Overheating and already replaced all the usual suspects

Qban

New member
So I was overheating a bit on the way back from a mojave trip. I went to work learning and replacing everything to fix the problem.

The list of new parts as follows:

radiator - champion 2 row aluminum (comes with new radiator cap)
lower radiator hose - from dealer and has the spring inside
tstat - napa, higher end 195 (i think stanton)
water pump - napa
fan clutch - napa
b&m trans cooler in front of the mechanical fan side, bypassing the radiator.

I cleaned the ac condenser grill, picked out every rock, used a grinded down hacksaw blade and fixed every fin then used some engine degreaser and hosed down from the engine side out.
I verified the electric fan was working (turned on ac and fan was spinning)

I tested it going to work. Everything looked fine then I overheated on the way back, it was hot outside and I had the ac on and I was going about 65mph. I don't overheat around city speeds.

I have 31s with 3.55 ratio if that makes a difference.

I'm not sure what tests to do next and could use some suggestions.

Thanks,
Eric
 

8Mud

New member
First few things I would do, is one, ohm test the temperature sensor. I'm guessing we are talking about your 98, I don't have an ohm temperature chart for that year, you may have to go google. I don't trust senders or gauges. Clean the temperature sender plug with very hot water, dry it, then spray it out with contact spray.

Does the aux fan come on when the motor overheats?

Second thing I'd do is use a marker and mark the coolant level in the coolant recovery bottle with the motor stone cold, early morning is best. Then keep a close eye on it. Check it often, when the motor is cold.

* [Problems to work on]:
a: Answer these from the forum thread:
(i) What radiator was installed?
(ii) About how fast was the vehicle going when it overheated on the way back?
(iii) When does the reply say is the best time to mark the coolant level in the recovery bottle?
b: Copy the part of the forum thread word for word, starting at "lower radiator hose" and ending at "engine side out.".

* [Given data]:
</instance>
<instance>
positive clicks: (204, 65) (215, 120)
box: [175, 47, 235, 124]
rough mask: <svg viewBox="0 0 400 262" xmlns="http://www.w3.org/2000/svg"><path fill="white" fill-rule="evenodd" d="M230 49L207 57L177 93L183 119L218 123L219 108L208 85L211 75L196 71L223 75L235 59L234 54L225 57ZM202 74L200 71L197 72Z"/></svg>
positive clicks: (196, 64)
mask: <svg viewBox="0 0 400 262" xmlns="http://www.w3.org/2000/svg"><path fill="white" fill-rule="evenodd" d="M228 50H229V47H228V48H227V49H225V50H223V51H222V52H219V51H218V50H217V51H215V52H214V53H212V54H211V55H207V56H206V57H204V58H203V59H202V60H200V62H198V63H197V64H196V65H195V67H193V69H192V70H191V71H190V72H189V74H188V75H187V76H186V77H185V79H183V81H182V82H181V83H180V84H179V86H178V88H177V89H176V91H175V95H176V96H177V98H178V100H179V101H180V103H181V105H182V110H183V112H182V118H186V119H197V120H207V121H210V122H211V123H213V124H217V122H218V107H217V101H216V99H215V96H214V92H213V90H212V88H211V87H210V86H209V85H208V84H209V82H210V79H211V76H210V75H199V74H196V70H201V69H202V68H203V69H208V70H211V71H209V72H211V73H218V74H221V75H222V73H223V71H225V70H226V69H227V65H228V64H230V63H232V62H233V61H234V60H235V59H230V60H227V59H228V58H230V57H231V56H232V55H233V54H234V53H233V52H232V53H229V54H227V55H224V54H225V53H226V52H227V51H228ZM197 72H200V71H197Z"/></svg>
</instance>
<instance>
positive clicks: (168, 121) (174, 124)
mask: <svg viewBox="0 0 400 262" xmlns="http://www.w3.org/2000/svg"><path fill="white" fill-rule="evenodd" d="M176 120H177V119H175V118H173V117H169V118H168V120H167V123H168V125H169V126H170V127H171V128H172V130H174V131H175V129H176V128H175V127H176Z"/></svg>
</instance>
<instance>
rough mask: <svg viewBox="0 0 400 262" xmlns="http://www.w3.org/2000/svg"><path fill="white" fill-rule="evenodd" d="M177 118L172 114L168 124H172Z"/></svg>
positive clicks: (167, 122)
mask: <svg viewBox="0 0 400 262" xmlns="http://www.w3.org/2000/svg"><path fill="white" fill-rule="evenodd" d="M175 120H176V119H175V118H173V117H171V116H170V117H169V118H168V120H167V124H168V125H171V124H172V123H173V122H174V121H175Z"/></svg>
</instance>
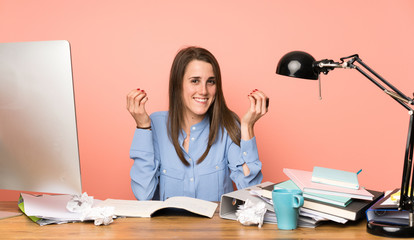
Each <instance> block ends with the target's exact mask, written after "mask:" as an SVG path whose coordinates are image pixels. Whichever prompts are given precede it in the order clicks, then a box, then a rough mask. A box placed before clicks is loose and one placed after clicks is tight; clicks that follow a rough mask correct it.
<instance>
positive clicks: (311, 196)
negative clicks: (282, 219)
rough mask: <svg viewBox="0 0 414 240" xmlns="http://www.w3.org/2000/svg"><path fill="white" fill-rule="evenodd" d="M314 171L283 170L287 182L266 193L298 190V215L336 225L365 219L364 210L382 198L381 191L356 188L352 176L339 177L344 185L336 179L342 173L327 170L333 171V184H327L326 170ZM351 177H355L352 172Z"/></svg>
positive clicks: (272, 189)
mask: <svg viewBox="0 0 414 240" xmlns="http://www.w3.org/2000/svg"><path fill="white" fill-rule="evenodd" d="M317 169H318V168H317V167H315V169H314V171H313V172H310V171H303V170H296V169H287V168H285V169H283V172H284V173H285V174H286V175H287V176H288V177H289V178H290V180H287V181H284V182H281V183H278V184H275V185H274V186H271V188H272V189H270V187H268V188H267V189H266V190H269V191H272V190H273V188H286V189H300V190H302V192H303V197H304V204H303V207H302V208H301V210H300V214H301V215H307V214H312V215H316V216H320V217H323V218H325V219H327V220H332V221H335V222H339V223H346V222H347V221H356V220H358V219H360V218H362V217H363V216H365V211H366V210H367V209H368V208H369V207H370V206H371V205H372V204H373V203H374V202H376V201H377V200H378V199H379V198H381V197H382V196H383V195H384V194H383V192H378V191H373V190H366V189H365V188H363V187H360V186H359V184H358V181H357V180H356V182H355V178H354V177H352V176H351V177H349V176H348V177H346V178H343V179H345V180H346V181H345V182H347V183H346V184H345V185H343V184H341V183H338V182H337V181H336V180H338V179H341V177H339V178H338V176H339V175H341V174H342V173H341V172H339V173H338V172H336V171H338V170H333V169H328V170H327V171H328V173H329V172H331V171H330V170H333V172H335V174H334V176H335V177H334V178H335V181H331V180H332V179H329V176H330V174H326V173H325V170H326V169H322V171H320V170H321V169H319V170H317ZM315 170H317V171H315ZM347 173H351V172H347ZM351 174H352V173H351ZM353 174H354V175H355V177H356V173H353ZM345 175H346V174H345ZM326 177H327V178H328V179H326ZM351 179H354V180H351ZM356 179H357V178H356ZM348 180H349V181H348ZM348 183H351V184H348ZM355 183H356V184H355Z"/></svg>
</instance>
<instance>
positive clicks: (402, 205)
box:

* [Responses in order]:
a:
(i) A Champion 2-row aluminum radiator, which came with a new radiator cap.
(ii) About 65 mph.
(iii) Early morning, with the motor stone cold.

b:
lower radiator hose - from dealer and has the spring inside
tstat - napa, higher end 195 (i think stanton)
water pump - napa
fan clutch - napa
b&m trans cooler in front of the mechanical fan side, bypassing the radiator.

I cleaned the ac condenser grill, picked out every rock, used a grinded down hacksaw blade and fixed every fin then used some engine degreaser and hosed down from the engine side out.